Data excerpts Start Marker

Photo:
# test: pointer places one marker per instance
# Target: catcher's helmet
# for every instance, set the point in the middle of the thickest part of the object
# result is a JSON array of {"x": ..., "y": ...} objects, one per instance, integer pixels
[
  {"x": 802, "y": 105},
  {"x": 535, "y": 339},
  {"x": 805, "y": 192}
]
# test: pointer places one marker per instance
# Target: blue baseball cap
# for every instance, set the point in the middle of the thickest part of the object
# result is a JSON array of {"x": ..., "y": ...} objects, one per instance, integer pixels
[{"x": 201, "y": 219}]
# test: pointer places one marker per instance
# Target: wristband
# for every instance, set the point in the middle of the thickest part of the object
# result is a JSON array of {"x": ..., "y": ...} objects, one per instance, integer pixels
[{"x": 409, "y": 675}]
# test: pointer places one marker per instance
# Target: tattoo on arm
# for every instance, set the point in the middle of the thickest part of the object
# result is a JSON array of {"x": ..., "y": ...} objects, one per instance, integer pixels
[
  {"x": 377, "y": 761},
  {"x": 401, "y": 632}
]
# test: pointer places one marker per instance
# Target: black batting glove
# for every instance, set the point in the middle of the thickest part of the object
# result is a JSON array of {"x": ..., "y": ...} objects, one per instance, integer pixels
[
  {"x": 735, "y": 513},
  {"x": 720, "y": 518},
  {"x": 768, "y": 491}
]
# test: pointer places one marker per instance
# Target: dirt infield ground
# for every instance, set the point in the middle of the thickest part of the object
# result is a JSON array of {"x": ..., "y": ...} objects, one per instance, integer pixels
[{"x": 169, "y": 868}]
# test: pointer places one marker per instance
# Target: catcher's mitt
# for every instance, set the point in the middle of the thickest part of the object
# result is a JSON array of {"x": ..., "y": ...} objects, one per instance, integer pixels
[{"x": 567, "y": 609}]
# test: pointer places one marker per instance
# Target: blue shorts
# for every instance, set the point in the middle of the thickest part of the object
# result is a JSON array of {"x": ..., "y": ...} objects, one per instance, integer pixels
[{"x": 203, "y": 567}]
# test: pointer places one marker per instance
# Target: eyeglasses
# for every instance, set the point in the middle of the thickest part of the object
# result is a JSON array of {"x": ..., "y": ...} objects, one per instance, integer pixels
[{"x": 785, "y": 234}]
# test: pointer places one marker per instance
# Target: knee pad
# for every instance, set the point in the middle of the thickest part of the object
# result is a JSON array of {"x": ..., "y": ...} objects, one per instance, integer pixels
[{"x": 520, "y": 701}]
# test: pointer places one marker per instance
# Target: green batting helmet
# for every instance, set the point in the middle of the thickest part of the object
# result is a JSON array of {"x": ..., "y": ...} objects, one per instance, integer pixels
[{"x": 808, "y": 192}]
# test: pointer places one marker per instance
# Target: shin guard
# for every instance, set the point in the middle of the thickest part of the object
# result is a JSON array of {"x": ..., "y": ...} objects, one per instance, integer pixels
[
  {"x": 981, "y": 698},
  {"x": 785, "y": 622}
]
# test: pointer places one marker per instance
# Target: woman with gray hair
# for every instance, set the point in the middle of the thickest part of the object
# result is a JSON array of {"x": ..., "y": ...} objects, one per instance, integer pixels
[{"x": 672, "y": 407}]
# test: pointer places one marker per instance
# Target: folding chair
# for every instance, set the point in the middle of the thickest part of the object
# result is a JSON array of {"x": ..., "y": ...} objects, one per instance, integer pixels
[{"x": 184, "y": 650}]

Data excerpts End Marker

- _Exercise aim_
Look through the entries above and find each line where the word "catcher" occurs; copy those lines.

- _Solved problem_
# Target: catcher's helmet
# Target: catcher's mitt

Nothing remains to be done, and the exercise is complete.